Referring expression pointing data:
┄┄┄┄┄┄┄┄┄┄

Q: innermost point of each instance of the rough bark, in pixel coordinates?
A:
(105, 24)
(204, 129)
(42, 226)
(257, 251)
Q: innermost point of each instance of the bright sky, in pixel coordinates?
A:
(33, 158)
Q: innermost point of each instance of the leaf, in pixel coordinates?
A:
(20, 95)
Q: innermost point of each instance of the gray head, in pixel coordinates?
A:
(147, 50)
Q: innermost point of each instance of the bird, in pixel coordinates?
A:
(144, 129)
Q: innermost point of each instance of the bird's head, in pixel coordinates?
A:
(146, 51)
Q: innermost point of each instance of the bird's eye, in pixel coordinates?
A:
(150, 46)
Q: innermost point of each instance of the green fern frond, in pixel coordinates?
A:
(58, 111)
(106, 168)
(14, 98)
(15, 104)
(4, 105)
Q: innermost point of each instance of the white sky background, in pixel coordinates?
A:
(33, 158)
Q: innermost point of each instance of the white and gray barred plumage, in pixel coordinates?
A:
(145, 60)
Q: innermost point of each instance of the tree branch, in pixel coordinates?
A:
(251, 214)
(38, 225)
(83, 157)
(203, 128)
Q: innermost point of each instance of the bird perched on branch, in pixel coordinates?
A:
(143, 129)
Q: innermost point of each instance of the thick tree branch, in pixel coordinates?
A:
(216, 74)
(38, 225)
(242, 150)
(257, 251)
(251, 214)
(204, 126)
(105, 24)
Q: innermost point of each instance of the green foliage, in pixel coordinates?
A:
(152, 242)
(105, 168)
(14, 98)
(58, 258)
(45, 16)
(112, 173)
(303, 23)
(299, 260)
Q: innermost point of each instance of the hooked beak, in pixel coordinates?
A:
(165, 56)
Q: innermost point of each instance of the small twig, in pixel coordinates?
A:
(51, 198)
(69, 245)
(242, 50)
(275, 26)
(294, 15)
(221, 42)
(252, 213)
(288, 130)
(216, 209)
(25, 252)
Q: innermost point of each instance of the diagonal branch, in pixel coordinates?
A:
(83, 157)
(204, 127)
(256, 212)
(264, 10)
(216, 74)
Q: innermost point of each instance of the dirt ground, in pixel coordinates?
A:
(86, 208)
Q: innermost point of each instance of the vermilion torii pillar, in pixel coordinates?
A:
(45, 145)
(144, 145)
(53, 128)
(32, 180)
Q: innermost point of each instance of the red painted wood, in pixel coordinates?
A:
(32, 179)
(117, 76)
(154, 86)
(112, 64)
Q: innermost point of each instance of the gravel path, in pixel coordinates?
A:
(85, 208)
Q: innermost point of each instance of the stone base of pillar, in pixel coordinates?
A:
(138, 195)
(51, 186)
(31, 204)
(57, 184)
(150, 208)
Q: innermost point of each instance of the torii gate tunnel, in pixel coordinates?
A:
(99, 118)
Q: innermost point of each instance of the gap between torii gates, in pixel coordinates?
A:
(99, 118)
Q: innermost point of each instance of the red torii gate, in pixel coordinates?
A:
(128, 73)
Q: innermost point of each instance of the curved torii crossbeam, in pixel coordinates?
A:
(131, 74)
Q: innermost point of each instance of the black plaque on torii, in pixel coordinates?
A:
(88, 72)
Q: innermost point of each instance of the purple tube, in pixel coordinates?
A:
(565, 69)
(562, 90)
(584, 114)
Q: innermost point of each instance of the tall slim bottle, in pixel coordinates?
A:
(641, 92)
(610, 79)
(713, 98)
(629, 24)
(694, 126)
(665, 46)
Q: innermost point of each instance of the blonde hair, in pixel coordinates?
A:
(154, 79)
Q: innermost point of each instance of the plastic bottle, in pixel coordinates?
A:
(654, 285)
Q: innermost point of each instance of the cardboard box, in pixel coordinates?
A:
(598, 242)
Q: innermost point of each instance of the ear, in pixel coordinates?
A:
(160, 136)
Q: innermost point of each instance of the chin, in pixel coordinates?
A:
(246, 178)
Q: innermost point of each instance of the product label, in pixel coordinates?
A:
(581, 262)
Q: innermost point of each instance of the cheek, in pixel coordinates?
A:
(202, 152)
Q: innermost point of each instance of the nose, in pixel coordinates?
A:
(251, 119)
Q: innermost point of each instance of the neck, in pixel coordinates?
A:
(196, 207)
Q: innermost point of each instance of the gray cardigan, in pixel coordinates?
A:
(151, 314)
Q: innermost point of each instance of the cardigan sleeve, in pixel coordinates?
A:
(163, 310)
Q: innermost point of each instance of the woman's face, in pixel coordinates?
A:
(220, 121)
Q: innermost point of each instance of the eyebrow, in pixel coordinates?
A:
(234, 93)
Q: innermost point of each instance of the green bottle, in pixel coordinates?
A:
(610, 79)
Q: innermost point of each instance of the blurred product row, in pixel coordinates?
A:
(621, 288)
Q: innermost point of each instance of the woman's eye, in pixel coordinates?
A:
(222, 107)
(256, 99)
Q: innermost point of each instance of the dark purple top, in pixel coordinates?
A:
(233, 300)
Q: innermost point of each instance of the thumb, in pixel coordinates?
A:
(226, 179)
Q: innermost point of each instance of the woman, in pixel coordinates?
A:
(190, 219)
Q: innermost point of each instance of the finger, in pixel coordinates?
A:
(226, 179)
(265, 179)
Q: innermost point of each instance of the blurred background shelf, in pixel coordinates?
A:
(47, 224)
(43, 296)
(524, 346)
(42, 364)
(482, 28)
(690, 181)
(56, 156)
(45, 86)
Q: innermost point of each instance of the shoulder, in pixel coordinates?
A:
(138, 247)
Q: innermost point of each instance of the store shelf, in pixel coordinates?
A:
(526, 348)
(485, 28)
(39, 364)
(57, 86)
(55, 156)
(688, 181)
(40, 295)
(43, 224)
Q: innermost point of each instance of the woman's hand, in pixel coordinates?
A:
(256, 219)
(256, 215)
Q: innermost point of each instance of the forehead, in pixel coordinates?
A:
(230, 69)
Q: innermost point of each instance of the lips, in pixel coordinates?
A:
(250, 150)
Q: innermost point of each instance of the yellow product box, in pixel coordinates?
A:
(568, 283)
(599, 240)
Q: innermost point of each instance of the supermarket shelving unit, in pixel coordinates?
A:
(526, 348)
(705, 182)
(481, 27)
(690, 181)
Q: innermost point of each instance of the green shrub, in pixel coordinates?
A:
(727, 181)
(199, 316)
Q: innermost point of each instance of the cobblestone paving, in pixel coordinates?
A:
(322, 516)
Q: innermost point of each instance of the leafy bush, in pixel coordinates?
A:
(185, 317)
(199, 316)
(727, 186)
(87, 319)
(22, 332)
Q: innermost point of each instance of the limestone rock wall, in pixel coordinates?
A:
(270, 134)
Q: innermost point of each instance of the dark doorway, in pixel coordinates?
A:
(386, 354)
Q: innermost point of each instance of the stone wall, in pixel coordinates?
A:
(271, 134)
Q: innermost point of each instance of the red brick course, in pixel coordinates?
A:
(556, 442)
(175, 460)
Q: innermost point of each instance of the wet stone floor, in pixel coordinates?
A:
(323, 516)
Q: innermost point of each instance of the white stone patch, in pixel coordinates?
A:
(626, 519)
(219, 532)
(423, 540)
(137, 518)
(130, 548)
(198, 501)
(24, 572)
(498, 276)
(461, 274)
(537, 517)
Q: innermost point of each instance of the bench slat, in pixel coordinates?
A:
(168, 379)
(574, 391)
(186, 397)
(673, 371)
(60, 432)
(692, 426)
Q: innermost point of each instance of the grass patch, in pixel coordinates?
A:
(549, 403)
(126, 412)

┄┄┄┄┄┄┄┄┄┄

TASK DESCRIPTION:
In full and word for word, restate the data.

RESPONSE AREA:
Q: innermost point of each instance of the rough bark, in pixel coordinates?
A:
(105, 24)
(204, 129)
(42, 226)
(257, 251)
Q: innermost point of each instance of the bright sky, in pixel coordinates?
A:
(33, 158)
Q: innermost point of each instance of the leaf, in pixel coordinates?
A:
(20, 95)
Q: innermost point of each instance of the gray head, in pixel coordinates?
A:
(147, 50)
Q: innermost point of each instance of the bird, in pixel coordinates?
A:
(144, 129)
Q: innermost point of each instance of the bird's head, in pixel coordinates?
A:
(146, 51)
Q: innermost point of each instance of the bird's eye, in pixel coordinates?
A:
(150, 46)
Q: innermost point of each instance of the green fern frond, in pixel coordinates?
A:
(58, 111)
(106, 168)
(14, 98)
(15, 104)
(4, 105)
Q: innermost point of each instance of the white sky background, in pixel coordinates?
A:
(33, 158)
Q: innermost point of each instance of the white and gray barred plumage, in pixel coordinates?
A:
(145, 60)
Q: innermost point of each instance of the tree branch, in pixel coordinates?
A:
(251, 214)
(38, 225)
(83, 157)
(203, 128)
Q: innermost point of each instance of the bird perched on branch, in pixel coordinates?
A:
(143, 129)
Q: innermost point of each instance of the thick tree branch, in pixel coordinates?
A:
(216, 74)
(38, 225)
(242, 150)
(257, 251)
(251, 214)
(204, 126)
(105, 24)
Q: innermost point of each instance of the green foliage, in pixel coordinates?
A:
(152, 242)
(105, 168)
(14, 98)
(58, 258)
(45, 16)
(112, 173)
(303, 23)
(299, 260)
Q: innermost point of each instance of the hooked beak, in pixel coordinates?
A:
(165, 56)
Q: innermost point of each instance of the small twig, in pixel coordinates?
A:
(51, 198)
(69, 245)
(242, 50)
(275, 26)
(294, 15)
(221, 42)
(252, 213)
(288, 130)
(216, 209)
(25, 252)
Q: innermost point of each instance of the diagonal branch, in pixel coordinates?
A:
(83, 157)
(204, 127)
(256, 212)
(264, 10)
(216, 74)
Q: innermost point of each instance of the dirt ground, in pixel coordinates?
A:
(86, 208)
Q: innermost point of each instance of the vermilion torii pillar, in pixel coordinates?
A:
(45, 145)
(144, 145)
(53, 128)
(32, 180)
Q: innermost point of each instance of the red painted wood, in pixel coordinates?
A:
(32, 179)
(117, 76)
(154, 86)
(112, 64)
Q: innermost point of each instance of the gravel path, in pixel coordinates?
A:
(85, 208)
Q: innermost point of each instance of the stone base of pillar, in pixel coordinates?
A:
(138, 195)
(51, 186)
(31, 204)
(57, 184)
(150, 208)
Q: innermost point of each instance of the torii gate tunnel, in pixel coordinates?
A:
(99, 118)
Q: innermost point of each instance of the gap between torii gates, in pixel coordinates?
A:
(99, 118)
Q: innermost point of each instance of the red torii gate, in pixel coordinates?
A:
(128, 73)
Q: innermost point of each instance of the curved torii crossbeam, in pixel coordinates?
A:
(131, 74)
Q: innermost point of each instance of the black plaque on torii, in pixel coordinates?
A:
(88, 72)
Q: innermost point of each instance of the purple tube, in pixel coordinates?
A:
(565, 69)
(562, 90)
(584, 114)
Q: innermost point of each instance of the tall slim bottle, in pixel coordinates?
A:
(641, 92)
(610, 79)
(713, 98)
(629, 24)
(694, 126)
(665, 46)
Q: innermost point of each instance of the blonde hair, in pixel coordinates?
A:
(154, 79)
Q: innermost point of each instance of the plastic bottle, in pixel coordinates?
A:
(654, 285)
Q: innermost point of each instance of the cardboard box, in pixel coordinates?
A:
(598, 242)
Q: innermost point of each instance of the ear, in pixel coordinates?
A:
(160, 136)
Q: innermost point of each instance of the chin, in pixel coordinates?
A:
(246, 178)
Q: innermost point of each instance of the product label, in pixel coordinates?
A:
(581, 262)
Q: innermost point of each instance of the cheek, in pixel coordinates?
A:
(202, 152)
Q: innermost point of each instance of the nose, in pixel coordinates?
A:
(251, 119)
Q: innermost point of each instance of the neck, in pixel coordinates?
A:
(196, 207)
Q: innermost point of each instance of the gray cardigan, in pixel coordinates?
A:
(151, 314)
Q: innermost point of each instance of the cardigan sleeve, in pixel coordinates?
A:
(163, 310)
Q: innermost point of each instance of the woman's face, in pixel coordinates?
A:
(220, 121)
Q: innermost point of each instance of the eyebrow, in pixel coordinates?
A:
(234, 93)
Q: innermost point of each instance of the green bottle, in pixel coordinates?
A:
(610, 79)
Q: innermost point of each instance of the blurred product row, in pixel coordinates?
A:
(621, 288)
Q: innermost point of each instance of the woman's eye, in pixel coordinates?
A:
(222, 107)
(256, 99)
Q: innermost point of each instance of the dark purple top, in pixel coordinates?
A:
(233, 300)
Q: innermost point of each instance of the thumb, in pixel coordinates?
A:
(226, 179)
Q: innermost point of each instance of the woman, in pixel coordinates?
A:
(190, 219)
Q: innermost point of each instance of the finger, in pixel coordinates?
A:
(226, 179)
(265, 179)
Q: innermost point of each instance of the blurred background shelf, in pixel coordinates?
A:
(47, 224)
(43, 296)
(524, 346)
(42, 364)
(482, 28)
(690, 181)
(56, 156)
(45, 86)
Q: innermost point of each instance of the shoulder, in pixel coordinates?
A:
(138, 247)
Q: innermost point of each instance of the store shelf, in pixel coordinates?
A:
(526, 348)
(485, 28)
(39, 364)
(57, 86)
(55, 156)
(688, 181)
(40, 295)
(43, 224)
Q: innermost point of each instance of the woman's hand, in pixel coordinates?
A:
(256, 219)
(256, 215)
Q: innermost point of each instance of the forehead, in pixel coordinates?
A:
(230, 69)
Q: innermost point of each instance of the lips, in pixel coordinates?
A:
(250, 150)
Q: innermost point of each instance of the yellow product box, in pixel coordinates?
A:
(568, 283)
(599, 240)
Q: innermost point of each instance of the supermarket shelving unit, in pixel coordinates?
A:
(526, 348)
(705, 182)
(481, 27)
(690, 181)
Q: innermost point of each instance of the green shrub, in pixel coordinates?
A:
(727, 181)
(199, 316)
Q: innermost point of each instance of the cobblestone paving, in pixel coordinates?
A:
(322, 516)
Q: innermost point of each instance of the leafy bush, in pixel coordinates?
A:
(185, 317)
(199, 316)
(727, 186)
(87, 319)
(22, 332)
Q: innermost point of each instance of the limestone rock wall, in pixel coordinates?
A:
(270, 134)
Q: innermost point of each instance of the dark doorway, in pixel coordinates?
A:
(386, 354)
Q: innermost point of each instance of the stone wall, in pixel coordinates?
A:
(271, 134)
Q: innermost point of each instance of the red brick course, in pixel coordinates?
A:
(556, 442)
(175, 460)
Q: innermost point of each instance of the wet stone floor, in pixel coordinates?
A:
(323, 516)
Q: innermost point of each instance of the white stone patch, in pixel coordinates?
A:
(626, 519)
(219, 532)
(423, 540)
(137, 518)
(130, 548)
(198, 501)
(24, 572)
(498, 276)
(461, 274)
(537, 517)
Q: innermost point of each instance of the bench slat, in pixel coordinates?
A:
(168, 379)
(574, 391)
(186, 397)
(673, 371)
(60, 432)
(692, 426)
Q: innermost point of each instance of the grass patch, in pixel coordinates?
A:
(549, 403)
(126, 412)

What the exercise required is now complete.